**INSTRUCTIONS FOR THE TASK**
Report every line in the rows below that contains the string "railing", matching case exactly.

::: DATA FOR THIS EXERCISE

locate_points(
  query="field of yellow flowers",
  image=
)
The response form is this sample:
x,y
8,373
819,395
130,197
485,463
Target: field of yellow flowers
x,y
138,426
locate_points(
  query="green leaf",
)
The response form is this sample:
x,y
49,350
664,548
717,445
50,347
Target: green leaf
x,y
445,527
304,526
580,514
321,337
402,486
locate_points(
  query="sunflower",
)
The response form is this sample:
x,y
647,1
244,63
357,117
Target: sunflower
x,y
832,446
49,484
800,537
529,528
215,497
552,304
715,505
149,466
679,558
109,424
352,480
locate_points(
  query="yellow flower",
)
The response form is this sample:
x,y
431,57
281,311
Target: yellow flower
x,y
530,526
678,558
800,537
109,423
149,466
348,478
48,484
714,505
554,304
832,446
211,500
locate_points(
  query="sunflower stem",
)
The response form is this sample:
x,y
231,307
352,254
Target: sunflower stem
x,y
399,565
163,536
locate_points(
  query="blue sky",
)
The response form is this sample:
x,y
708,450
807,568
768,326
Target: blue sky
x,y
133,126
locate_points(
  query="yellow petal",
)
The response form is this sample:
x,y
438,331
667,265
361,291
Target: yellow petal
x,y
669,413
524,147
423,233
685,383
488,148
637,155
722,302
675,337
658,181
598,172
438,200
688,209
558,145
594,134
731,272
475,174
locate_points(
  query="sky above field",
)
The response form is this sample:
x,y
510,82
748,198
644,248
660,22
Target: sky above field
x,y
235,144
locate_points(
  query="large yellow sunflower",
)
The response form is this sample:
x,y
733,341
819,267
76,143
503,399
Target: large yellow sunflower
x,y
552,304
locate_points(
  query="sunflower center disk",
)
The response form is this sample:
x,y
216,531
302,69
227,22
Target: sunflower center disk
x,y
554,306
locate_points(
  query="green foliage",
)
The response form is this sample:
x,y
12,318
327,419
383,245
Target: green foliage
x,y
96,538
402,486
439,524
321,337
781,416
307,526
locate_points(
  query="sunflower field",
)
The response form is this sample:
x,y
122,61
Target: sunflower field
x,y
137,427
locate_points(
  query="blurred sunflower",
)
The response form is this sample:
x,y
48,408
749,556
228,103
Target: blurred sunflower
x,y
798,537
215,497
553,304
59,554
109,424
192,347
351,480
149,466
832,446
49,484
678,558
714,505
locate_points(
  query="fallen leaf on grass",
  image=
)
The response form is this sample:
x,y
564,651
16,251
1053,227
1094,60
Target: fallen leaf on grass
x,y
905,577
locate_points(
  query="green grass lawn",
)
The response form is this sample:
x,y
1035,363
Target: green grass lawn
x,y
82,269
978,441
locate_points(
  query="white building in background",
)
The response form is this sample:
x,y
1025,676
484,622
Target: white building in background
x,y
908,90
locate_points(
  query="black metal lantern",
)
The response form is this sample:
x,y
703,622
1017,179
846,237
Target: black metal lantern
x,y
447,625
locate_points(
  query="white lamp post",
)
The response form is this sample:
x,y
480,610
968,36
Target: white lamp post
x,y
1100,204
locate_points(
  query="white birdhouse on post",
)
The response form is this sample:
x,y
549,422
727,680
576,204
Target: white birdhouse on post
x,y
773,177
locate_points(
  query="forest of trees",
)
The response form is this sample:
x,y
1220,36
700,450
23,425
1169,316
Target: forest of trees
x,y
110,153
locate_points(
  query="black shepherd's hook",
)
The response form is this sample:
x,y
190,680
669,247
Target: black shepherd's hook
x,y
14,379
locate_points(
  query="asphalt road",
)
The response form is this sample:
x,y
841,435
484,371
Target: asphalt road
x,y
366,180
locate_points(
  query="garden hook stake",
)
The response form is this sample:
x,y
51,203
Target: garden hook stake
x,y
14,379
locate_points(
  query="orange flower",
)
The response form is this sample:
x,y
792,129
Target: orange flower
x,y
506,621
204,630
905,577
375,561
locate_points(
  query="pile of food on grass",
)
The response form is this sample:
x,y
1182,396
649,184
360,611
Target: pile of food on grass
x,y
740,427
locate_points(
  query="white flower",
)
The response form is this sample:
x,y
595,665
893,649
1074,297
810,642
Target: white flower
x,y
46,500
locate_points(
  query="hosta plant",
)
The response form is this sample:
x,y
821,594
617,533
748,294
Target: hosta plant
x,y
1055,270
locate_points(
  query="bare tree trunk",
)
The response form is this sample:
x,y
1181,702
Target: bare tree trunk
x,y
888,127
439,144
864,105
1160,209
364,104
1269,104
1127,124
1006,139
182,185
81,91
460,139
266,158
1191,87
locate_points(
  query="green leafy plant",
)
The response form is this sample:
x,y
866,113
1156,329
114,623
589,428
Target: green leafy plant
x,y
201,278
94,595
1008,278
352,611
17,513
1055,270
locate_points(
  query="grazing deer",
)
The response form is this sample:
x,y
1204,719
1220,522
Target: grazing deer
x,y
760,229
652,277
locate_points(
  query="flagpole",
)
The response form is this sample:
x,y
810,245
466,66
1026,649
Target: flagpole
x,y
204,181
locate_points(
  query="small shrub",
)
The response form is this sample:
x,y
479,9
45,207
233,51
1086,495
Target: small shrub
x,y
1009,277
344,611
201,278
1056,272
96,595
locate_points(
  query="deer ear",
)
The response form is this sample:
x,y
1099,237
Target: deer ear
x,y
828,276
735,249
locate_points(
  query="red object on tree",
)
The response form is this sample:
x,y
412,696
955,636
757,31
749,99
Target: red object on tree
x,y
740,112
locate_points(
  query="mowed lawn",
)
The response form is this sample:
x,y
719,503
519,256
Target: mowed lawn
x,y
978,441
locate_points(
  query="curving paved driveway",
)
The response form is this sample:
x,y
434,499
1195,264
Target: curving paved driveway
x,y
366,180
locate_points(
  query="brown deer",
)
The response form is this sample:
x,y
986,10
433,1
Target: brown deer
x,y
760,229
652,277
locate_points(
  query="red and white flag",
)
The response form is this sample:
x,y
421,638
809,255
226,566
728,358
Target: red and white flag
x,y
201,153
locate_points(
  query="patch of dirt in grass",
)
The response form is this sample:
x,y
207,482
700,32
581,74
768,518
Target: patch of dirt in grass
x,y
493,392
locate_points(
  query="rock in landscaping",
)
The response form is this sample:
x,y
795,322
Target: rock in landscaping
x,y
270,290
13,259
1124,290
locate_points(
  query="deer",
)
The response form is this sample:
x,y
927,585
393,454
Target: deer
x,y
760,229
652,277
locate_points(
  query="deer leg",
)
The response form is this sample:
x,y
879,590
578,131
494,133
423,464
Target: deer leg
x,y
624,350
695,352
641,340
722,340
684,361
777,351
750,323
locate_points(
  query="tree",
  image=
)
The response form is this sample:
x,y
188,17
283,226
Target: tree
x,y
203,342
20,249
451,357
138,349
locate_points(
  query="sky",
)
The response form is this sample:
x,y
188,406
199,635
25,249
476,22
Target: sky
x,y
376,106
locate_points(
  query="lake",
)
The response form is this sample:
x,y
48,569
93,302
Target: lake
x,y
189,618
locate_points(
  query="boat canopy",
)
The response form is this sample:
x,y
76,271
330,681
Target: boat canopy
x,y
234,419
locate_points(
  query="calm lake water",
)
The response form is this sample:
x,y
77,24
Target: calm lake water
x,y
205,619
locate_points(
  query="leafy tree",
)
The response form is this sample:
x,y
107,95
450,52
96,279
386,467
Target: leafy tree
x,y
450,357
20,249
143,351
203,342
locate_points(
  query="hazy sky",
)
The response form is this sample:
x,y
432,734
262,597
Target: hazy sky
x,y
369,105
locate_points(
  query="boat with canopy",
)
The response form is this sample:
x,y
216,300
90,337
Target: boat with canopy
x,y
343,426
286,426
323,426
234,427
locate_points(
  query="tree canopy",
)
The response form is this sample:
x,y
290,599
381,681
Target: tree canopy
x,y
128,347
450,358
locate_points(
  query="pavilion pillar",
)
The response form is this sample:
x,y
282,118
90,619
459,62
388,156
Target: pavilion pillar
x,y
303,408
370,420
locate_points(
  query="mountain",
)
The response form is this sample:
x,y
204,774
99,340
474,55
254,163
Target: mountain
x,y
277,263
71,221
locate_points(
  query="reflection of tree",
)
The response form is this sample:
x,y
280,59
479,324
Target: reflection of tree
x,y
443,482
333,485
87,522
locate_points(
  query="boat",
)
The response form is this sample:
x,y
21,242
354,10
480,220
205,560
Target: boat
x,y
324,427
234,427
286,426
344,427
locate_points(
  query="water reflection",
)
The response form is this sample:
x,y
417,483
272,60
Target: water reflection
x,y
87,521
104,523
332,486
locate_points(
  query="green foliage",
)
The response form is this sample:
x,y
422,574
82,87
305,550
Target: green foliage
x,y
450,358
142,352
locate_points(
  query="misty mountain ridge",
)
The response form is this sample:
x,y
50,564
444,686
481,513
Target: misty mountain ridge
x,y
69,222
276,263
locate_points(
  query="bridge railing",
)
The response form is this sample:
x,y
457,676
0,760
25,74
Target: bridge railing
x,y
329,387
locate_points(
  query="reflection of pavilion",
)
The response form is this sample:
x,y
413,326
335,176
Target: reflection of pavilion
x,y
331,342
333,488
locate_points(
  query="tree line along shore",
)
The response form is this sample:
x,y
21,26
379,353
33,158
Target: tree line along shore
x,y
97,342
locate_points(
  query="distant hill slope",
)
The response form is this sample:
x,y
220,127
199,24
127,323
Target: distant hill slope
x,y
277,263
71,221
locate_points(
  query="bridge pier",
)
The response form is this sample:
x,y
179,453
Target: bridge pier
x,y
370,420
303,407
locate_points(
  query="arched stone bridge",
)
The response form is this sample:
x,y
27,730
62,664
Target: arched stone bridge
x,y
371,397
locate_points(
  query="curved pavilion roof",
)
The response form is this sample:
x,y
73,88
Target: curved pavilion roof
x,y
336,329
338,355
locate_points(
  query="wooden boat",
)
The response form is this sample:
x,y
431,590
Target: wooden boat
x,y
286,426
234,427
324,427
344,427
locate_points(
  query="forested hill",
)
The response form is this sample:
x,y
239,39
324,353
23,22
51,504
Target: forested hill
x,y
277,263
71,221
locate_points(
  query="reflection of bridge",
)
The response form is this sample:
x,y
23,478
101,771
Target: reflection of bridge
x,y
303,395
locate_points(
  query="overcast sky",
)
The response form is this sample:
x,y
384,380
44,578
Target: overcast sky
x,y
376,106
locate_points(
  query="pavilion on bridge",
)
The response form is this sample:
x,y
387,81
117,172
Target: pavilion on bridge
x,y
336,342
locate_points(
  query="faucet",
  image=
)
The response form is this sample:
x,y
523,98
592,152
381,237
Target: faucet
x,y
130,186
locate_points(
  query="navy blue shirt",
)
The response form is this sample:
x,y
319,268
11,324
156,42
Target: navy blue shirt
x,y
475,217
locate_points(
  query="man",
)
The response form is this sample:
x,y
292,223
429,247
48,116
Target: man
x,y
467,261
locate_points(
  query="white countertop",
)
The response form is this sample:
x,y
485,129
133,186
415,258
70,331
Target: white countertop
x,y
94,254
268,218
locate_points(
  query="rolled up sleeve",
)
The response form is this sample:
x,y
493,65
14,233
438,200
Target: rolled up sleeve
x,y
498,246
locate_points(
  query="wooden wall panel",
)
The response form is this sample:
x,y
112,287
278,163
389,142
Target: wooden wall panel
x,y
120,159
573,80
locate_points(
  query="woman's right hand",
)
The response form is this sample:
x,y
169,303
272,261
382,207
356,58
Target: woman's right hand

::::::

**SOLUTION**
  query="bridge railing",
Target: bridge railing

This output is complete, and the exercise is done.